▶ _Directions for this task_
Reproduce exactly the lines from the one containing "Please place a point on the air" through the last line of the data, both ends included.

::::::::::

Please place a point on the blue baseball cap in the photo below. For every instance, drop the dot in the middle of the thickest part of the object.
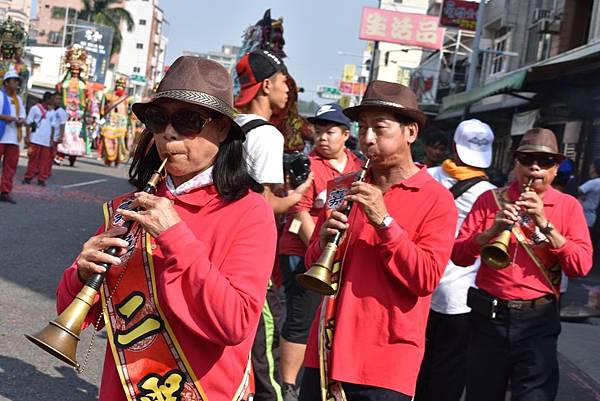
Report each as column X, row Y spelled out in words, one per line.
column 331, row 112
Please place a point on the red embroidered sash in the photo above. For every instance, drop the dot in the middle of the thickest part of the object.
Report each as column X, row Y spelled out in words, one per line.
column 151, row 363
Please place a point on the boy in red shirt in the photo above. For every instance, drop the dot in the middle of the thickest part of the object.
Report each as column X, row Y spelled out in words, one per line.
column 329, row 159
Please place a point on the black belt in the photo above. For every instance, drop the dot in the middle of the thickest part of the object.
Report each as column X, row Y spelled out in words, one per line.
column 525, row 304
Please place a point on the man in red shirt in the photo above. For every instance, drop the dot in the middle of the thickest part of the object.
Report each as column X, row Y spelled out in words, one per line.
column 329, row 159
column 399, row 236
column 515, row 321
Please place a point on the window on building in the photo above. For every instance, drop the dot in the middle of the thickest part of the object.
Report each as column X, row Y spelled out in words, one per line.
column 58, row 12
column 499, row 60
column 55, row 37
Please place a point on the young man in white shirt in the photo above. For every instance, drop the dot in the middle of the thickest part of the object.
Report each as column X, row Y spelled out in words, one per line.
column 12, row 119
column 40, row 137
column 443, row 370
column 589, row 193
column 263, row 80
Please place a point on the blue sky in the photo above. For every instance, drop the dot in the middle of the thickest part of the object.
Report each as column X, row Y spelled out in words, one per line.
column 314, row 32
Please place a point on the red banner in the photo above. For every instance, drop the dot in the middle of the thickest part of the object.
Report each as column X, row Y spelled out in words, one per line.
column 459, row 14
column 402, row 28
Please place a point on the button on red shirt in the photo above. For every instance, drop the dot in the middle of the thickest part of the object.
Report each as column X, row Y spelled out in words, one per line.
column 522, row 279
column 387, row 281
column 323, row 171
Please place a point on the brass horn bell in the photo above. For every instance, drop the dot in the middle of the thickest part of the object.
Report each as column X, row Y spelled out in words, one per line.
column 495, row 254
column 318, row 277
column 60, row 337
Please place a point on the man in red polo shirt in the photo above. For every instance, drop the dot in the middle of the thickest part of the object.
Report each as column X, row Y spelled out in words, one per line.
column 329, row 159
column 399, row 236
column 514, row 320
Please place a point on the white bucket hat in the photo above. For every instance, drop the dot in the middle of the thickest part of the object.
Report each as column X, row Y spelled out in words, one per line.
column 474, row 140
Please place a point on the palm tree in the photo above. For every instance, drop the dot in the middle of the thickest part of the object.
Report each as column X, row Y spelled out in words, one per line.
column 106, row 12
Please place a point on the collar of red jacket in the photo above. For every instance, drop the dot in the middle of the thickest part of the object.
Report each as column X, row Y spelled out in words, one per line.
column 416, row 181
column 549, row 199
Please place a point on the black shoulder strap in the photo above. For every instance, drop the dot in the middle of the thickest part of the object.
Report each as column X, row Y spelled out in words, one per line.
column 250, row 125
column 463, row 186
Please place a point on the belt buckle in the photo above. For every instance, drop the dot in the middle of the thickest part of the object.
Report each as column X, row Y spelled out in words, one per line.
column 514, row 304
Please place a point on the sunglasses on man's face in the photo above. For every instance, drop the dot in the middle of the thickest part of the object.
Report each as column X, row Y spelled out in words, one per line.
column 186, row 122
column 544, row 161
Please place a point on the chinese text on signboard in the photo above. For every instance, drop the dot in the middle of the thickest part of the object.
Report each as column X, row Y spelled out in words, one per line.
column 97, row 41
column 459, row 14
column 403, row 28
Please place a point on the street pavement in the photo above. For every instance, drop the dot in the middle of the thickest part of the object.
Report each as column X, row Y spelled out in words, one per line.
column 44, row 231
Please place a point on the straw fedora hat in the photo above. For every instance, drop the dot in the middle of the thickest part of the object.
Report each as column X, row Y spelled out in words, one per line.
column 200, row 82
column 392, row 96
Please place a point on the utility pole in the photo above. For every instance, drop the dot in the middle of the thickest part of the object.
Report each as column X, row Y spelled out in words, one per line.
column 374, row 57
column 475, row 48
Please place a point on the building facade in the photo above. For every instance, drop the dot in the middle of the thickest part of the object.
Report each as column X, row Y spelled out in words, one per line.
column 143, row 49
column 537, row 66
column 18, row 10
column 226, row 56
column 144, row 59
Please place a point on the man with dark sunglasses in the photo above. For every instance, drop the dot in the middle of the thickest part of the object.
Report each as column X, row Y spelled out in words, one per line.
column 514, row 320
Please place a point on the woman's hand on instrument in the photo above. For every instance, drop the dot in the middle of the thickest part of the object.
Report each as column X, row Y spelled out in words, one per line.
column 156, row 215
column 504, row 218
column 91, row 254
column 531, row 203
column 370, row 199
column 337, row 222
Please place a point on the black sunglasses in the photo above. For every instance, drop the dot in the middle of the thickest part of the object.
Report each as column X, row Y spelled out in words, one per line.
column 544, row 161
column 186, row 122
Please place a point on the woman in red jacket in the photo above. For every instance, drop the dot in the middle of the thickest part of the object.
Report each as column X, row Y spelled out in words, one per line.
column 182, row 300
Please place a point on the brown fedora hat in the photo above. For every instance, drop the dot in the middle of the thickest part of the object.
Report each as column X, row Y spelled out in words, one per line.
column 392, row 96
column 196, row 81
column 539, row 140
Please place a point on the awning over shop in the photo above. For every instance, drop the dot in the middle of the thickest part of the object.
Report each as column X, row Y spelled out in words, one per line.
column 512, row 81
column 515, row 80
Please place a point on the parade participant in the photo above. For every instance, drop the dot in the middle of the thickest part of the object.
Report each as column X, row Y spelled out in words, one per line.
column 114, row 132
column 368, row 339
column 12, row 41
column 12, row 119
column 263, row 81
column 329, row 159
column 73, row 93
column 199, row 264
column 40, row 139
column 514, row 320
column 436, row 148
column 442, row 374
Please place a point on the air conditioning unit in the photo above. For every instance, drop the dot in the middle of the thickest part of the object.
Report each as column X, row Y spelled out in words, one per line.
column 551, row 26
column 541, row 14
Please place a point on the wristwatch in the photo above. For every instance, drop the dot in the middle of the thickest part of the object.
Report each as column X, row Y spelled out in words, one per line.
column 386, row 222
column 548, row 229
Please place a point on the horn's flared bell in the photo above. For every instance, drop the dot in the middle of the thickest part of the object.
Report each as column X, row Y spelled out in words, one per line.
column 495, row 254
column 318, row 277
column 61, row 336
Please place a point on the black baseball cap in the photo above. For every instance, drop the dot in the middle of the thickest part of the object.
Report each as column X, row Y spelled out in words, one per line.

::::::::::

▶ _Finished answer_
Please place a point on the air conditioning unit in the photo above. For every instance, drop the dot in the middle of the thickest part of the object.
Report each as column X, row Y spelled out in words, one per line.
column 551, row 26
column 541, row 14
Please place a point on the wristwatch in the photo above. For every instance, drop the dot in the middle of the thickest part of the object.
Report each as column X, row Y spelled out in words, one per line.
column 386, row 222
column 548, row 229
Please place a point on the horn's flared bell in the photo above. For every instance, drop the dot in the middle of the thickest part of the object.
Report each as column X, row Y spelled out in words, one per line.
column 495, row 254
column 318, row 277
column 61, row 336
Please place a point on the black baseball cap in the photo above. For every instance, drop the dot in the middle of the thickest part of the object.
Report each as column X, row Y spelled out in words, one per line.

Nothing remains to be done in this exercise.